> _Dataset rows_

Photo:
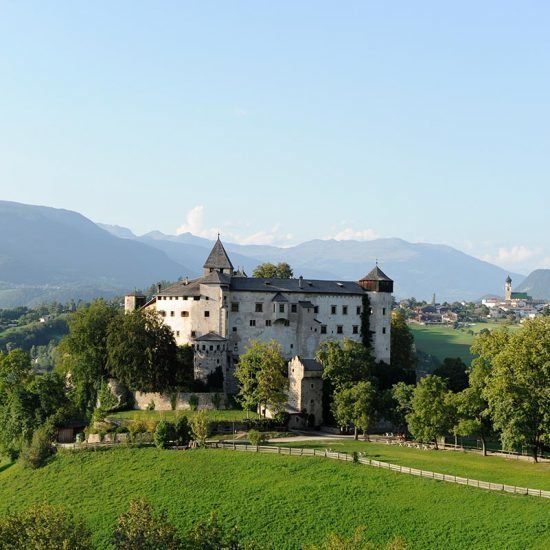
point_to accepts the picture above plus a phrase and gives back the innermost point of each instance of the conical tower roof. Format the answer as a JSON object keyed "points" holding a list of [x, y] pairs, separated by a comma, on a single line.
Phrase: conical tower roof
{"points": [[376, 275], [218, 258]]}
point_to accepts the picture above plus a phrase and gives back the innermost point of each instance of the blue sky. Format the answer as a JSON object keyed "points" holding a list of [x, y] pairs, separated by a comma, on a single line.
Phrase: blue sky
{"points": [[285, 121]]}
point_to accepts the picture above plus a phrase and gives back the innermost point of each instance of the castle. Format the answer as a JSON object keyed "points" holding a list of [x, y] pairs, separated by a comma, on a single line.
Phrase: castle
{"points": [[220, 312]]}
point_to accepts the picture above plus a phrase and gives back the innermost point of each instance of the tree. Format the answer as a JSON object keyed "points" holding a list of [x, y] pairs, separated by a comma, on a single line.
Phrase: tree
{"points": [[83, 352], [454, 371], [43, 527], [140, 528], [261, 376], [366, 332], [142, 352], [402, 395], [27, 401], [430, 415], [354, 405], [518, 384], [271, 271], [403, 357], [199, 428]]}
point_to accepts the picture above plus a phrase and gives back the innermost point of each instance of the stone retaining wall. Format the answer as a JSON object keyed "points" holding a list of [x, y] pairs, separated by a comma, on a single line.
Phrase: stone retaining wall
{"points": [[176, 401]]}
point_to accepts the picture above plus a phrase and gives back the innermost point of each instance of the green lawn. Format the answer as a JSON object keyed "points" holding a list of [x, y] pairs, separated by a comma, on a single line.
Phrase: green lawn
{"points": [[279, 501], [232, 415], [445, 341], [470, 465]]}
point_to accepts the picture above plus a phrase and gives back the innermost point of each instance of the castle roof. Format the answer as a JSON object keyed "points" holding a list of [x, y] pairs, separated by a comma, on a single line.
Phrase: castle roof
{"points": [[218, 258], [211, 337], [376, 274]]}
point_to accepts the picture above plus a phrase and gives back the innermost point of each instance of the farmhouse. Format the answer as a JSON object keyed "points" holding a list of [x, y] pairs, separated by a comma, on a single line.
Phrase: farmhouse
{"points": [[220, 312]]}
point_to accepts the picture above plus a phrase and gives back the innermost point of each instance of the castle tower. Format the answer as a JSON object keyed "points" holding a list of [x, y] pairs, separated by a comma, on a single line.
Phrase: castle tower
{"points": [[508, 289], [379, 288], [133, 302], [218, 260]]}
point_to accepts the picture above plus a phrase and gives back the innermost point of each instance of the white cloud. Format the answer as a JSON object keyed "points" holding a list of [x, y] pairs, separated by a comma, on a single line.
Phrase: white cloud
{"points": [[513, 255], [349, 233], [194, 223]]}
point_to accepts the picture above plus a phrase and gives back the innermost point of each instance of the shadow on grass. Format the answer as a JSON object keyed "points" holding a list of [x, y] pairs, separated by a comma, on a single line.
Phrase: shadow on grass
{"points": [[4, 467]]}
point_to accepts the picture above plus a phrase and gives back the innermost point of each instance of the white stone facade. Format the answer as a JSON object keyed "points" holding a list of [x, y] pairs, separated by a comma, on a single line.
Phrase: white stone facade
{"points": [[297, 313]]}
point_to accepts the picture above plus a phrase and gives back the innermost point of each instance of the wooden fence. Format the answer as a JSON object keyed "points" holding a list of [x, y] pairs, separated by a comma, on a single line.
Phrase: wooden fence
{"points": [[347, 457]]}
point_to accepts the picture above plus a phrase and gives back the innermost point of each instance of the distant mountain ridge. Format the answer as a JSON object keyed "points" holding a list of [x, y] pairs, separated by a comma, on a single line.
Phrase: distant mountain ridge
{"points": [[48, 253], [536, 284]]}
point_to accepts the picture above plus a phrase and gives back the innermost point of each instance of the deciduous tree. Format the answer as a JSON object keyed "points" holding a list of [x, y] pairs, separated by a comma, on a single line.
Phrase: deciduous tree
{"points": [[273, 271]]}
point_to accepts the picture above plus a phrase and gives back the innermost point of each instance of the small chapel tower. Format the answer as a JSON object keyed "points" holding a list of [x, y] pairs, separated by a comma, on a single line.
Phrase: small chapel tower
{"points": [[508, 289]]}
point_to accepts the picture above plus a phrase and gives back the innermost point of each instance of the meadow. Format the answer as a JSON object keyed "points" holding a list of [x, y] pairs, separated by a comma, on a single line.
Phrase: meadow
{"points": [[278, 501], [444, 341], [495, 469]]}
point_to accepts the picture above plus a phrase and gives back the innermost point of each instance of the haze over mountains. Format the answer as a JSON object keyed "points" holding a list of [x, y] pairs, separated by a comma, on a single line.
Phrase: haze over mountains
{"points": [[47, 254]]}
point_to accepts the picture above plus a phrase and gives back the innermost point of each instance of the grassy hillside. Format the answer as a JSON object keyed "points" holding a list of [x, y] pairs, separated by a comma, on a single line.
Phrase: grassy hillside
{"points": [[445, 341], [279, 501], [471, 465]]}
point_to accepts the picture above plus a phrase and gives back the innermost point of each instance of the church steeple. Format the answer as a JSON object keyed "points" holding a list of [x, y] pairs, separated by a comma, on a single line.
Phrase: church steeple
{"points": [[218, 260], [508, 289]]}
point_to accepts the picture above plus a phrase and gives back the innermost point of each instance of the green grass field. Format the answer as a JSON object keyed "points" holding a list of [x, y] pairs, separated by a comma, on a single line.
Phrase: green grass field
{"points": [[233, 415], [280, 502], [470, 465], [445, 341]]}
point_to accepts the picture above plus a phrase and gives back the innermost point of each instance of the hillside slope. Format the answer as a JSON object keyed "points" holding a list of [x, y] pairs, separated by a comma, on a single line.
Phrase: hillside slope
{"points": [[536, 284]]}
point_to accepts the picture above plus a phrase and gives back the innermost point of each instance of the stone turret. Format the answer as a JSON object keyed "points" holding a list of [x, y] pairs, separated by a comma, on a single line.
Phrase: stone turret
{"points": [[218, 260]]}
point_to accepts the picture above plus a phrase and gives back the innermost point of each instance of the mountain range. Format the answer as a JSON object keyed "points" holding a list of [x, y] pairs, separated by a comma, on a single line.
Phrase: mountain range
{"points": [[52, 254]]}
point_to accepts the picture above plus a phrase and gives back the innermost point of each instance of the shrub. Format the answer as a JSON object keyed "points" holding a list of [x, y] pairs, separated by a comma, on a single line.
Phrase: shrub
{"points": [[257, 438], [164, 434], [216, 400], [200, 428], [182, 430], [194, 402], [210, 535], [36, 453], [140, 528], [42, 527]]}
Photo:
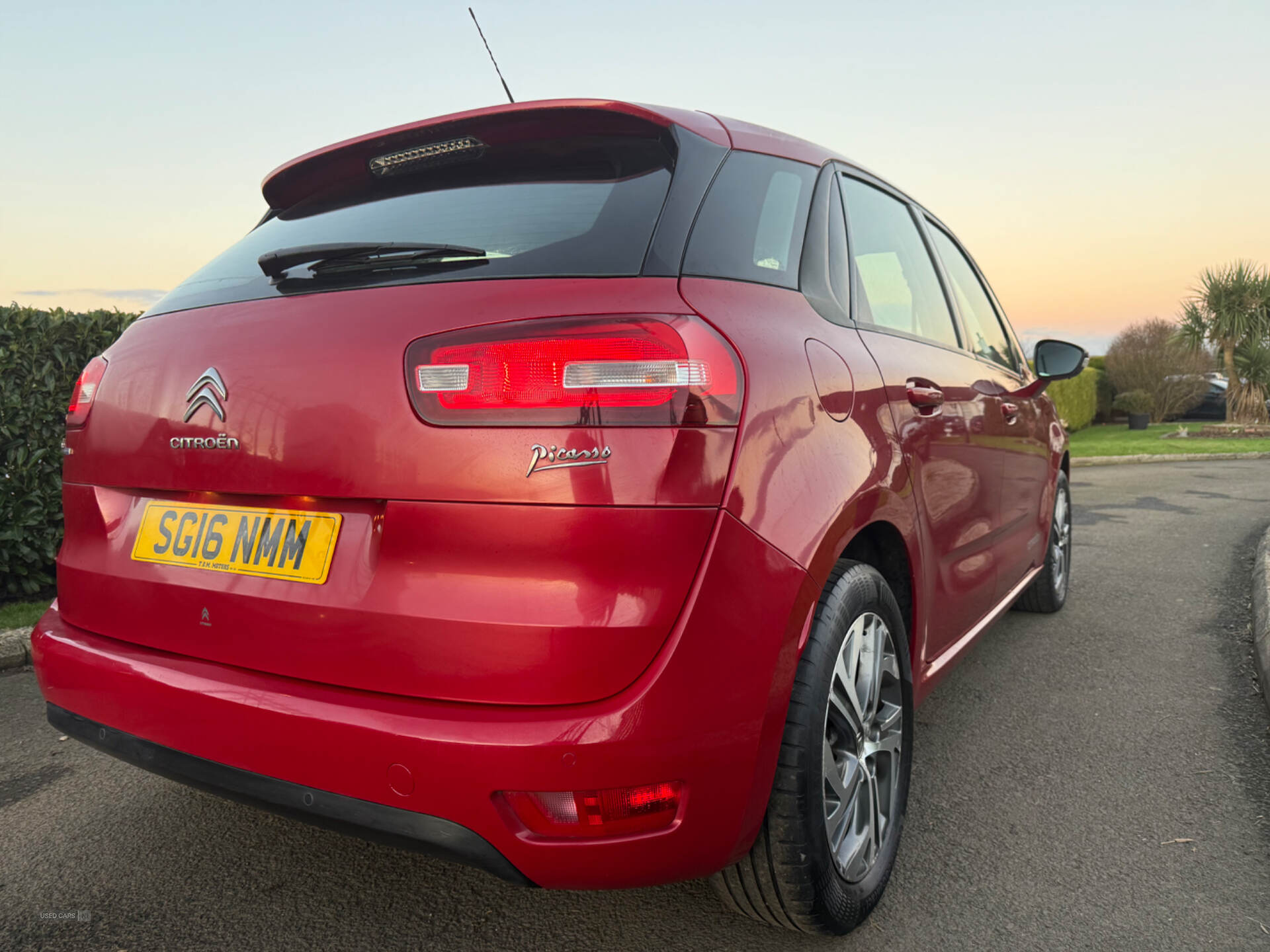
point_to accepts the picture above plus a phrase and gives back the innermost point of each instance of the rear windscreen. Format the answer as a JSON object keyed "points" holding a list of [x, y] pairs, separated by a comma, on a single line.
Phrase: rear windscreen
{"points": [[577, 207]]}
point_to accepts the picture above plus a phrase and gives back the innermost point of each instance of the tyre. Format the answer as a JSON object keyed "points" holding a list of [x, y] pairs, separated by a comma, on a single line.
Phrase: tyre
{"points": [[1048, 590], [828, 841]]}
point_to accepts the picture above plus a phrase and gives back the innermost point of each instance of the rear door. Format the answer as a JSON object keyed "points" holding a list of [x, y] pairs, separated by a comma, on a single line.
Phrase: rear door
{"points": [[941, 403], [1016, 423]]}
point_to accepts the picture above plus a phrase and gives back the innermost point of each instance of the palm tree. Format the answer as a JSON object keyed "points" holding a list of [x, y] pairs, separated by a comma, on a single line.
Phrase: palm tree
{"points": [[1230, 307], [1253, 361]]}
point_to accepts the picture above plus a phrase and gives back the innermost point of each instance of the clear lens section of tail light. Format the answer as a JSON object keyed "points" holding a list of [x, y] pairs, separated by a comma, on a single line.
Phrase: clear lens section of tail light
{"points": [[84, 393], [640, 370]]}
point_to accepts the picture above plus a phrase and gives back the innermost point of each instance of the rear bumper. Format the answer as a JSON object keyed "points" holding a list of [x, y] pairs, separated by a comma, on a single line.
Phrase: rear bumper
{"points": [[709, 711], [360, 818]]}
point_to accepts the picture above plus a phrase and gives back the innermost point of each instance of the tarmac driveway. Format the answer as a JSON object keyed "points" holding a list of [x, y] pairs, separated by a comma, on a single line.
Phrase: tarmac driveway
{"points": [[1099, 778]]}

> _Given instruction_
Your task is to transcribe the line containing "the rear bumper." and every line after it, through the last line of the data, exactly as written and with nothing more.

> _Result_
point_to accepts the picture above plus a phrase and gives back the innermost point of each instance of the rear bumper. Format the answer as a JSON object keyed "points" holding a list of [x, y] pairs, separated by a comma, on a single line.
Phrase: rear bumper
{"points": [[709, 711], [360, 818]]}
point_to accepts the picture above plus a phrase and gives back the innermost point of each instance of the tarmac driveway. Format the answer as a JSON object keyed "points" holding a list of [x, y] pairs, separated by a comma, on a single line.
Phrase: tarmac driveway
{"points": [[1099, 778]]}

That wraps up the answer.